DOCUMENT EXCERPT Start Marker

Stanley's husband had been appointed the Governor of Victoria in 1913, Stanley and her family moved to Australia in early 1914, and took up residence in Stonnington mansion, which served as the State Government House. At that time, Canberra had not been established as the federal capital, so the Australian Governor General resided in Government House, Melbourne. As Munro Ferguson had chosen the wives of the Governors of each state to found and preside over their states division, they were able to use the large state government house buildings as headquarters of their divisions. However, as the wife of the Australian Governor General, Munro Ferguson was using her own residence as the headquarters of the National Red Cross Headquarters. Instead, Stanley ran the state division headquarters from the Old Treasury Building on Spring Street.

DOCUMENT EXCERPT End Marker
ENTRIES SUPPLIED Start Marker

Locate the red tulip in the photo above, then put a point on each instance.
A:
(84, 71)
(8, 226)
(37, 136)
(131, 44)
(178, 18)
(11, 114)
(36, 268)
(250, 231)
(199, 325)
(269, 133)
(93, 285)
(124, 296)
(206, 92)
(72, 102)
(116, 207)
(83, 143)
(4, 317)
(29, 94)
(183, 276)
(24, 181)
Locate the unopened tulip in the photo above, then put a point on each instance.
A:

ENTRIES SUPPLIED End Marker

• _PROBLEM A_: Repeat the passage about Stanley and the Victorian Red Cross division, starting with "Stanley's husband had" and going on through "on Spring Street.".
• _PROBLEM B_: Carry on the passage about Stanley and the Victorian Red Cross division from its last sentence.

• _TASK ANSWER A_:
Stanley's husband had been appointed the Governor of Victoria in 1913, Stanley and her family moved to Australia in early 1914, and took up residence in Stonnington mansion, which served as the State Government House. At that time, Canberra had not been established as the federal capital, so the Australian Governor General resided in Government House, Melbourne. As Munro Ferguson had chosen the wives of the Governors of each state to found and preside over their states division, they were able to use the large state government house buildings as headquarters of their divisions. However, as the wife of the Australian Governor General, Munro Ferguson was using her own residence as the headquarters of the National Red Cross Headquarters. Instead, Stanley ran the state division headquarters from the Old Treasury Building on Spring Street.

• _TASK ANSWER B_:
While she took pride in the charity work she undertook, and the media Stanley did not enjoy her vice-regal duties that came with being a spouse of the Governor of Victoria. She did not like the order and methodical nature of the duties, which were overseen by the private secretary to the Governor, the Hon. Victor Nelson Hood, with whom she did not get along. Stanley prioritised her family over vice-regal duties. This also caused problems with her role at the Red Cross. Munro Ferguson was fighting to keep the Red Cross as a woman's organisation, with women in the top positions, however sixteen months in she felt the success of the organisation was leading to men ousting the women she had put in charge. She expressed frustration in what she saw as Stanley's husband Arthur sweeping Stanley aside from her duties as president of the Victorian division.

During the five year period that she lived in Australia from 1914 until 1919, Stanley gave birth to her two youngest children, Lyulph and Victoria, and she experienced a miscarriage. The combination of her pregnancies and her home sickness impacted her health and in early 1918, Stanley began to worry that she had heart disease. Doctors could not find a physical cause, and diagnosed a nervous breakdown, and she was admitted to a nursing home to recuperate.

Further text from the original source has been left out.